_Problem statement:_
Look below for the line with "Identify each instance of the church tower", then give it again exactly, along with every line that comes after it, the final line included.

_Supplied entries:_
Segment Open

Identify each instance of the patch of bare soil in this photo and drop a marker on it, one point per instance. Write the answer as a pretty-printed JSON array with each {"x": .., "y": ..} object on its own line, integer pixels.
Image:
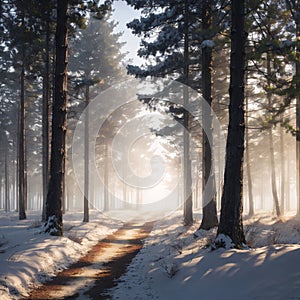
[{"x": 99, "y": 269}]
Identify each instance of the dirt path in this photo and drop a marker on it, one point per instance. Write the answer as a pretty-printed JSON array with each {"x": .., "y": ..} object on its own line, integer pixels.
[{"x": 98, "y": 270}]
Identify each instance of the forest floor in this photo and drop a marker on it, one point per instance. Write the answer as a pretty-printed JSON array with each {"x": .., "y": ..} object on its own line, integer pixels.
[
  {"x": 145, "y": 257},
  {"x": 99, "y": 269}
]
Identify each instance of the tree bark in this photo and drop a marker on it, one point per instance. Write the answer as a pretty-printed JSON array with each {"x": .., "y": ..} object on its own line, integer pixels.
[
  {"x": 210, "y": 218},
  {"x": 297, "y": 76},
  {"x": 21, "y": 156},
  {"x": 271, "y": 145},
  {"x": 106, "y": 191},
  {"x": 54, "y": 221},
  {"x": 231, "y": 223},
  {"x": 86, "y": 157},
  {"x": 282, "y": 181},
  {"x": 247, "y": 153},
  {"x": 46, "y": 119},
  {"x": 188, "y": 201},
  {"x": 7, "y": 198}
]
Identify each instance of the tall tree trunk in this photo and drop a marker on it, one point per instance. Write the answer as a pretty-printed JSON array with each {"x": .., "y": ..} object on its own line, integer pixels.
[
  {"x": 188, "y": 201},
  {"x": 282, "y": 180},
  {"x": 297, "y": 76},
  {"x": 247, "y": 153},
  {"x": 54, "y": 221},
  {"x": 271, "y": 145},
  {"x": 7, "y": 198},
  {"x": 21, "y": 156},
  {"x": 46, "y": 119},
  {"x": 106, "y": 192},
  {"x": 210, "y": 218},
  {"x": 86, "y": 157},
  {"x": 231, "y": 223}
]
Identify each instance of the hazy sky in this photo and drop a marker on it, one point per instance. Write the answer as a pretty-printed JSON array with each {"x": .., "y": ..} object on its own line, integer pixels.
[{"x": 124, "y": 14}]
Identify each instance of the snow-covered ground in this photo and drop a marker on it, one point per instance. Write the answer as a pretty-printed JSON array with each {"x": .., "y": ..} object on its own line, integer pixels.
[
  {"x": 28, "y": 256},
  {"x": 175, "y": 262}
]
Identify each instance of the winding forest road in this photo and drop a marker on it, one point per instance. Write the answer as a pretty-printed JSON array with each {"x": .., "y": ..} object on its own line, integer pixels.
[{"x": 97, "y": 271}]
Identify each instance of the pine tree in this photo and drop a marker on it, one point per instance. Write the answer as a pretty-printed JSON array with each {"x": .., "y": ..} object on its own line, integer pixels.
[{"x": 231, "y": 224}]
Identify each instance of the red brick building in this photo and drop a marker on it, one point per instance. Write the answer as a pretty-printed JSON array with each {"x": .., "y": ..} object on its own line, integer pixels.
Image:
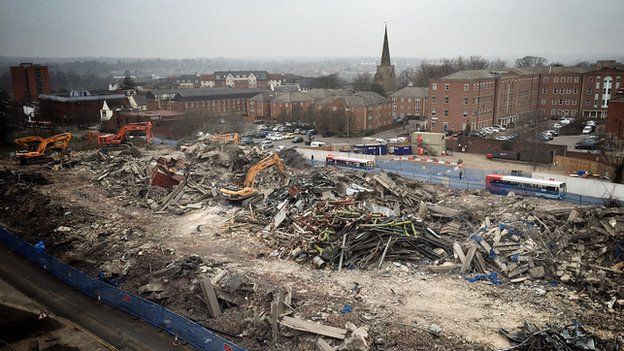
[
  {"x": 410, "y": 102},
  {"x": 355, "y": 114},
  {"x": 79, "y": 109},
  {"x": 210, "y": 101},
  {"x": 165, "y": 124},
  {"x": 259, "y": 106},
  {"x": 615, "y": 117},
  {"x": 29, "y": 81}
]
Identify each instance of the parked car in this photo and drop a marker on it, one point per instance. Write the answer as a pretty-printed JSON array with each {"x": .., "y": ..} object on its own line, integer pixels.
[
  {"x": 587, "y": 144},
  {"x": 266, "y": 144},
  {"x": 317, "y": 143}
]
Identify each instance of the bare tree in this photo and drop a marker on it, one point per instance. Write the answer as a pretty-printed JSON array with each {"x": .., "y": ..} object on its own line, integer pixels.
[
  {"x": 531, "y": 61},
  {"x": 497, "y": 63},
  {"x": 363, "y": 82}
]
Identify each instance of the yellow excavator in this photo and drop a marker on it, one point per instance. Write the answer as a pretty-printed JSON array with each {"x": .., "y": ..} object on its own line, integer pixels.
[
  {"x": 46, "y": 145},
  {"x": 248, "y": 193},
  {"x": 226, "y": 138}
]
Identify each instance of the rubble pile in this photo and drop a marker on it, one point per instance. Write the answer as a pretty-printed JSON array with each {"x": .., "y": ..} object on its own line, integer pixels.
[{"x": 558, "y": 338}]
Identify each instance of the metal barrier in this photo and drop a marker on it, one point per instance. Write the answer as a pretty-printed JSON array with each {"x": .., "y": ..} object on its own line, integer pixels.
[
  {"x": 150, "y": 312},
  {"x": 472, "y": 179}
]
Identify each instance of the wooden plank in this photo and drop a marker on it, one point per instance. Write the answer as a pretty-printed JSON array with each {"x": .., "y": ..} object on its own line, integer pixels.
[
  {"x": 322, "y": 345},
  {"x": 468, "y": 261},
  {"x": 211, "y": 297},
  {"x": 459, "y": 252},
  {"x": 314, "y": 328}
]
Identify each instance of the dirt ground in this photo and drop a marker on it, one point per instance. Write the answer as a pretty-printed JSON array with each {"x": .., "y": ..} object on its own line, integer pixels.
[{"x": 400, "y": 302}]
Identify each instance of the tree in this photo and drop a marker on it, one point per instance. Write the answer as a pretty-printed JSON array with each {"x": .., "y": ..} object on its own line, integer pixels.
[
  {"x": 531, "y": 61},
  {"x": 331, "y": 81},
  {"x": 362, "y": 82}
]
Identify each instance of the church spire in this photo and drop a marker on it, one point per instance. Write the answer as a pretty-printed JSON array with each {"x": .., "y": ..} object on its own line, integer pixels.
[{"x": 385, "y": 53}]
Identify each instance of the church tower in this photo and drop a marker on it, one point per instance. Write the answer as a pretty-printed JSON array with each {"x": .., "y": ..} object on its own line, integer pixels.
[{"x": 385, "y": 76}]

Segment Closed

_Output for this task:_
Identify each instance of the church tower in this photo and drop a marker on it, one point per instance. Write the answer as a pretty-printed JSON array with each {"x": .., "y": ..} object on its own line, integer pixels.
[{"x": 385, "y": 76}]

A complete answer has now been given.